Task statement: Copy word for word the stretch of lines below, from the line containing "nose in the picture above." through the line containing "Target: woman's nose", both ends included.

Provided material:
▬▬▬

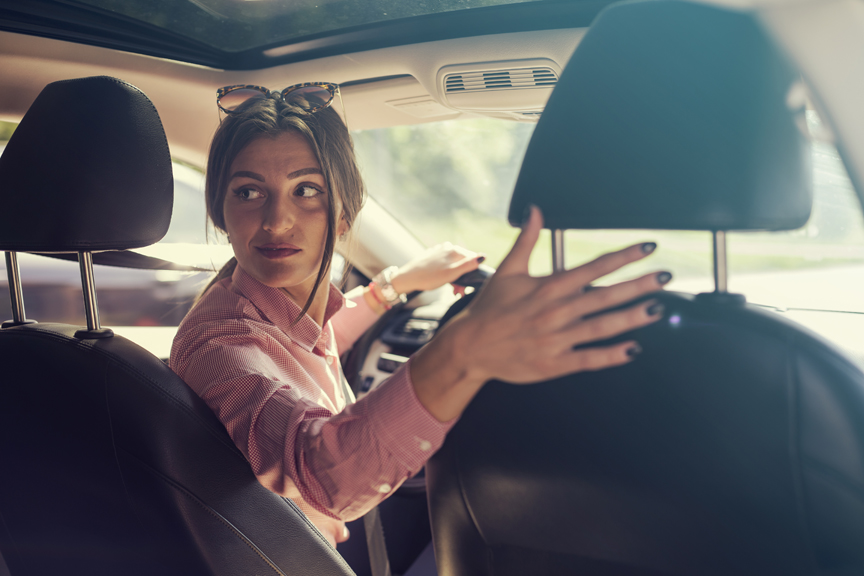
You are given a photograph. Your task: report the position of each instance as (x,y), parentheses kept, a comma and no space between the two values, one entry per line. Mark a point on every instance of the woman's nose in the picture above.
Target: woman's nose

▬▬▬

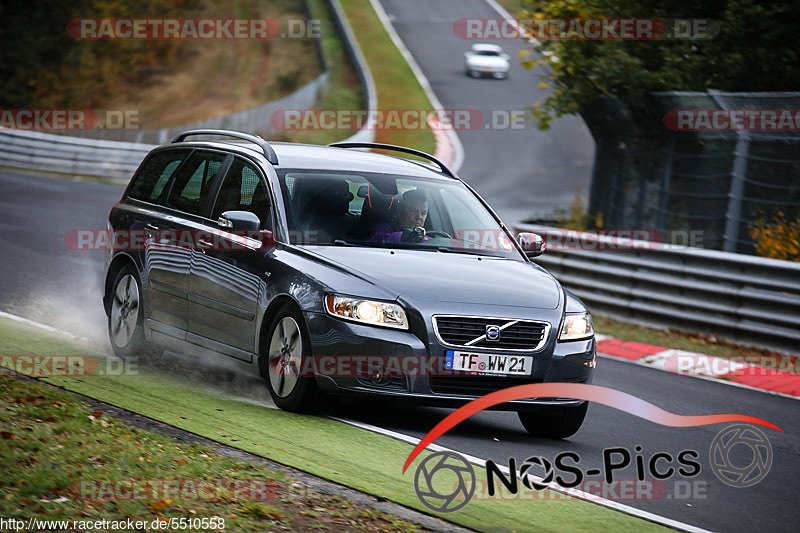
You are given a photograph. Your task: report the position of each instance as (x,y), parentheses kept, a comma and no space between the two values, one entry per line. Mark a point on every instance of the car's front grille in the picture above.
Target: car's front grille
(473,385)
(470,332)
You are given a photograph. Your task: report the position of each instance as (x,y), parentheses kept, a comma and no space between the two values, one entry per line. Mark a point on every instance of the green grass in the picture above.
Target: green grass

▬▬▬

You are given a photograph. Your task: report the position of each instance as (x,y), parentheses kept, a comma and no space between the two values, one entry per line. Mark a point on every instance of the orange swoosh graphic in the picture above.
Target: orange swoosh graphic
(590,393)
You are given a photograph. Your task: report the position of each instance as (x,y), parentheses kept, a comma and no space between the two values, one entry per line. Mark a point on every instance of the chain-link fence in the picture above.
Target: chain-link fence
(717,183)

▬▬▬

Task output:
You are given a photograph. Your task: report the position of each instance as (x,y), parentheses kept, a comma and no space between the two values, one entry per line. Mark a point on every instance of the woman's nose in the picture above.
Target: woman's nose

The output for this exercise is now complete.